Excerpts from a point labeling dataset:
++++++++++++++++++++

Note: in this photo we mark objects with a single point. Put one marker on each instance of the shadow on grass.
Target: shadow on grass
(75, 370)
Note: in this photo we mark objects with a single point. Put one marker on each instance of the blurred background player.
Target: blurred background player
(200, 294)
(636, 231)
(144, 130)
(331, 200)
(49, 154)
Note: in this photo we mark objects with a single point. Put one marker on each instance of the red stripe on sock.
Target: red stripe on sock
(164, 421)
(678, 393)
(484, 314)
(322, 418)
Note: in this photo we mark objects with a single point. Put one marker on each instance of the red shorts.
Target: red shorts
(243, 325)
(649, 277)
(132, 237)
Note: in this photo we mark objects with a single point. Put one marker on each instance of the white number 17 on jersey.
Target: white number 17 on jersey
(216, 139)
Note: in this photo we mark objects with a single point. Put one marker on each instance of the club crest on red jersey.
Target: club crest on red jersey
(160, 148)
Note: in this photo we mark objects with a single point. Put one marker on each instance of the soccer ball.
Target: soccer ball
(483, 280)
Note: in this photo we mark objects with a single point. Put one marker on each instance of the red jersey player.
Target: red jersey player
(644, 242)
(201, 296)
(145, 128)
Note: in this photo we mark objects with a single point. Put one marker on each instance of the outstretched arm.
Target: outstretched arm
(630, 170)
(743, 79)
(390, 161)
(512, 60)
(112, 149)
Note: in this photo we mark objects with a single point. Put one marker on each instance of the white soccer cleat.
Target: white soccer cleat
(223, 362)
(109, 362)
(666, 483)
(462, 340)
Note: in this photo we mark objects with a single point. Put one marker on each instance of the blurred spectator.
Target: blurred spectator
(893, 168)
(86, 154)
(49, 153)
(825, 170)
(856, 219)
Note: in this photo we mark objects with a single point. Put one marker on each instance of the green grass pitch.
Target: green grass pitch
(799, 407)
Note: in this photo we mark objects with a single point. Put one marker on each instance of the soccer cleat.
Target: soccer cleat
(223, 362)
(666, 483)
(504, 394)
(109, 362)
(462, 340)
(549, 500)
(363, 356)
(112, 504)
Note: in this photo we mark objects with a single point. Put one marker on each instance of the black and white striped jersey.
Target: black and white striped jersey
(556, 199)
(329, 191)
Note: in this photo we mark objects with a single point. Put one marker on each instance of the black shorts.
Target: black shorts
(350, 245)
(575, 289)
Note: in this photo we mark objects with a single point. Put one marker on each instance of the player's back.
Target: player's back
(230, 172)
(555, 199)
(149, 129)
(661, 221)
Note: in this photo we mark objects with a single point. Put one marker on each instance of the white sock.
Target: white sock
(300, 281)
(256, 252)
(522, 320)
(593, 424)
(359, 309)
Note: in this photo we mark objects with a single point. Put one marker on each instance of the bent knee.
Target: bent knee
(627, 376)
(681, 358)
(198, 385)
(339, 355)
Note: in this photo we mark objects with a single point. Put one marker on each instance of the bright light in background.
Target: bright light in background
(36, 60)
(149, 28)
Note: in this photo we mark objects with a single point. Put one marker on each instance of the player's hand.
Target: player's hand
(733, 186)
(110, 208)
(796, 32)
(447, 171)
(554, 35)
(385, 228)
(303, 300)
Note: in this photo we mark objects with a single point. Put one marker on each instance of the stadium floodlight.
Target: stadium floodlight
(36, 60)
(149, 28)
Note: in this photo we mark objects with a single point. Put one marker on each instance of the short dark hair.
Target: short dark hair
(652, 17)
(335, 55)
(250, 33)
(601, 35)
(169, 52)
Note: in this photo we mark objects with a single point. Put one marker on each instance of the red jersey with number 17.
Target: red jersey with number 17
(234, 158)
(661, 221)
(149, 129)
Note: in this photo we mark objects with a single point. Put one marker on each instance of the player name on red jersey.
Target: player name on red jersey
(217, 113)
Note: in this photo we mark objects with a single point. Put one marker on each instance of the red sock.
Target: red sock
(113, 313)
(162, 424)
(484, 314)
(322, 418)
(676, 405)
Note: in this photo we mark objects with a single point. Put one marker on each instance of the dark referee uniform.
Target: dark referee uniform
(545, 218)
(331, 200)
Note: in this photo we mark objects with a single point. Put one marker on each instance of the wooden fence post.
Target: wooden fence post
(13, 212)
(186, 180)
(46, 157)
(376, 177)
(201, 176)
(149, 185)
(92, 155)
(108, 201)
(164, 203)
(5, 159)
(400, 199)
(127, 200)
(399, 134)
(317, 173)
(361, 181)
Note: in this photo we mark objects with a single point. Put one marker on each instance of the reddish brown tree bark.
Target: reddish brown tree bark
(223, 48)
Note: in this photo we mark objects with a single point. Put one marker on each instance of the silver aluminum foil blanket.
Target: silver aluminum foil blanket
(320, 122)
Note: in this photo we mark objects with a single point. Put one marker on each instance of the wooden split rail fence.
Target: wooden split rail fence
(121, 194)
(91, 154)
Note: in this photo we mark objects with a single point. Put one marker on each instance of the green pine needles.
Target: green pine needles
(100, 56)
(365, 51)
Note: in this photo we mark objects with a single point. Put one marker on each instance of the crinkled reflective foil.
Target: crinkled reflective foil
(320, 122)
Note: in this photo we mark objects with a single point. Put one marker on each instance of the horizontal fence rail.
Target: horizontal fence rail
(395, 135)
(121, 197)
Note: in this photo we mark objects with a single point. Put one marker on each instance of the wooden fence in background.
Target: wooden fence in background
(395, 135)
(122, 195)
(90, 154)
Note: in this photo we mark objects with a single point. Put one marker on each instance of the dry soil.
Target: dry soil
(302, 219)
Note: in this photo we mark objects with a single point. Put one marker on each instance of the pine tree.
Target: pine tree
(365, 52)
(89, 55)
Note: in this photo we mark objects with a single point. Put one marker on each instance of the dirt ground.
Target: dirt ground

++++++++++++++++++++

### Goal of the exercise
Copy out all of the records above word for word.

### Final result
Note: in this photo we mark objects with a single point. Put one marker on each instance of the shadow on grass.
Target: shadow on grass
(75, 370)
Note: in this photo we mark objects with a single point. Put one marker on each instance of the blurred background player.
Target: blurred background player
(200, 294)
(636, 231)
(144, 130)
(331, 200)
(49, 154)
Note: in this photo we mark objects with a single point. Put one marker on each instance of the red stripe on sock.
Target: red stripe on sock
(164, 421)
(678, 393)
(484, 314)
(322, 418)
Note: in this photo we mark objects with a single point. Put one marker on each instance of the red shorts.
Target: red shorts
(243, 325)
(649, 277)
(132, 237)
Note: in this photo we mark objects with a single point. Put one marker on each instance of the white number 17 on jersey.
Target: white number 17 on jersey
(216, 139)
Note: in this photo we mark objects with a single point. Put one marker on each instance of the club crest on red jersey.
Target: club crest on red jersey
(160, 148)
Note: in this photo we mark objects with a single point. Put one marker on each instance of the soccer ball.
Target: soccer ball
(483, 280)
Note: in this photo we mark objects with a single point. Put one marker on each instance of the red jersey player.
Target: red jersey player
(644, 242)
(201, 296)
(145, 128)
Note: in this photo we mark objects with a single point. Put one marker on each instance of the outstretched arm.
Target: outstretched arm
(630, 170)
(743, 79)
(390, 161)
(512, 60)
(112, 149)
Note: in this photo we mark objects with a single point. Put one marker on each instance of the white soccer cleat.
Target: white soccer cleat
(223, 362)
(109, 362)
(666, 483)
(462, 340)
Note: in this photo we mark objects with a single point. Put one marker on each instance of the blurred spectator.
Target: blurred spectator
(893, 168)
(86, 154)
(49, 153)
(825, 170)
(856, 219)
Note: in this photo we mark objects with a single point. Put one marker on each instance of the green grass pitch.
Target: green grass pitch
(799, 407)
Note: in this photo we mark objects with a single point. Put one marker on each instance of the soccer cleat.
Target: soccer cleat
(223, 362)
(666, 483)
(504, 394)
(109, 362)
(462, 340)
(549, 500)
(363, 356)
(112, 504)
Note: in this photo we mark objects with a single point. Put one marker on each instance of the black and white striped jersey.
Target: black and white striped jersey
(556, 199)
(329, 191)
Note: in this photo we mark objects with a single point. Put one marker on each instance of the black shorts.
Target: black shorts
(350, 245)
(575, 289)
Note: in this photo we mark objects with a single point. Put one marker on each instance of the player's back.
Target: player's back
(230, 172)
(555, 199)
(149, 129)
(661, 221)
Note: in this photo we mark objects with a single point. Put one marker on each instance of the white sock.
Target: white sock
(300, 281)
(256, 252)
(522, 320)
(593, 424)
(359, 309)
Note: in this photo we mark objects with a single point. Put one marker on each instance of the bent knee.
Target: bent knee
(627, 376)
(681, 358)
(198, 385)
(339, 355)
Note: in this photo we mark objects with a single point. Put one marker on each instance of the bright light in background.
Target: bright light in background
(36, 60)
(149, 28)
Note: in this photo we mark objects with a single point. Put one marker on each instance of the player's hand.
Target: player's hand
(733, 186)
(110, 208)
(796, 32)
(447, 171)
(554, 35)
(385, 228)
(303, 300)
Note: in this photo we mark objects with a single point. Put one marker on each instance of the stadium floodlight.
Target: stadium floodlight
(36, 60)
(149, 28)
Note: in this photo we mark objects with a single point. Put one marker on each instance of the short dark hair.
Target: short dark hair
(652, 17)
(335, 55)
(250, 33)
(601, 35)
(169, 52)
Note: in this photo we mark objects with a single point. Put one marker on each instance of the red jersey with number 17.
Target: red jersey with number 17
(234, 158)
(661, 221)
(149, 129)
Note: in this photo we mark objects with a single point. Put one marker on each instance of the player name on red jersey.
Target: player name on red jersey
(217, 113)
Note: in this photo we mark objects with a single point. Put one marker on each instance of the red sock.
Target: red sock
(113, 313)
(162, 424)
(484, 314)
(322, 418)
(676, 405)
Note: in this photo we mark objects with a single point. Put one marker on each instance of the dark referee uniform.
Target: dark referee uniform
(545, 218)
(331, 200)
Note: in this photo we mark objects with a single point. Put one marker on each instance of the wooden fence post.
Target: wooden fence post
(13, 212)
(186, 180)
(46, 157)
(376, 177)
(201, 176)
(149, 185)
(92, 155)
(108, 201)
(164, 203)
(5, 159)
(400, 199)
(127, 200)
(399, 134)
(317, 173)
(361, 181)
Note: in this photo we mark objects with a single point. Put one marker on each instance of the reddish brown tree bark.
Target: reddish brown tree bark
(223, 48)
Note: in this photo we mark objects with a single point. Put one marker on each instance of the silver aluminum foil blanket.
Target: silver aluminum foil blanket
(320, 122)
Note: in this photo we mark objects with a single point. Put one marker on each instance of the wooden split rail fence.
Target: wooden split rail fence
(121, 194)
(91, 154)
Note: in this photo we mark objects with a single point. Put one marker on each instance of the green pine needles.
Target: green pine needles
(100, 56)
(365, 51)
Note: in this photo we mark objects with a single point. Put one marker on each instance of the crinkled reflective foil.
Target: crinkled reflective foil
(320, 122)
Note: in this photo we mark objects with a single point. Put one marker on each instance of the horizontal fence rail.
Target: horizontal fence rail
(395, 135)
(121, 197)
Note: in this photo we mark objects with a single point. Put one marker on each instance of the wooden fence in background.
Target: wooden fence in background
(395, 135)
(122, 195)
(90, 154)
Note: in this photo we mark objects with a single point. Put one marker on each instance of the dry soil.
Target: dry soil
(302, 219)
Note: in this photo we mark objects with a single point. Put one marker on each instance of the pine tree.
Target: pine tree
(365, 52)
(89, 55)
Note: in this photo we mark objects with a single point. Put one marker on each instance of the dirt ground.
Target: dirt ground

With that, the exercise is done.